-- Objective --
Copy out the passage below on how Penny and James met through NLP training, word for word and in full.

-- Text segment --
+ + +
Penny and James first met in 1991 taking NLP Practitioner with Ian McDermott. Penny had been joint MD of an oil-field equipment manufacturer, leaving both her relationship and her role.* The NLP Course, ‘changed my life, right there’.
James had left [his position as a manager in] BT and spent a year exploring New Zealand. En route, he picked up and read Trance-formations by John Grinder and Richard Bandler. ‘I thought either this stuff is magic or they’re complete charlatans, but I’m going to see if I can find out. So that’s when I came back and signed up for the NLP courses.’
Their NLP timeline together began there. ‘We met on Ian’s Practitioner, our relationship started on the PPD Master Practitioner and we married in Santa Cruz whilst at NLP University on a Trainer’s Training with Todd Epstein,’ Penny recalls.
+ + +
-- Material --

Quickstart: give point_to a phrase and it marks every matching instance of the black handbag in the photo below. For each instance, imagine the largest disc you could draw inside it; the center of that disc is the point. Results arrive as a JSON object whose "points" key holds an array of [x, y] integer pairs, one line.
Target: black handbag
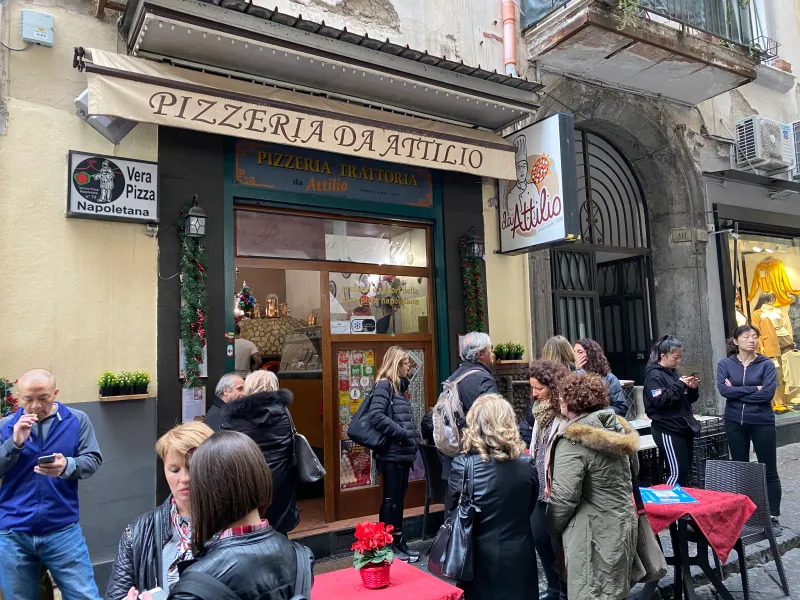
+ + +
-- Task answer --
Penny and James first met in 1991 taking NLP Practitioner with Ian McDermott. Penny had been joint MD of an oil-field equipment manufacturer, leaving both her relationship and her role.* The NLP Course, ‘changed my life, right there’.
James had left [his position as a manager in] BT and spent a year exploring New Zealand. En route, he picked up and read Trance-formations by John Grinder and Richard Bandler. ‘I thought either this stuff is magic or they’re complete charlatans, but I’m going to see if I can find out. So that’s when I came back and signed up for the NLP courses.’
Their NLP timeline together began there. ‘We met on Ian’s Practitioner, our relationship started on the PPD Master Practitioner and we married in Santa Cruz whilst at NLP University on a Trainer’s Training with Todd Epstein,’ Penny recalls.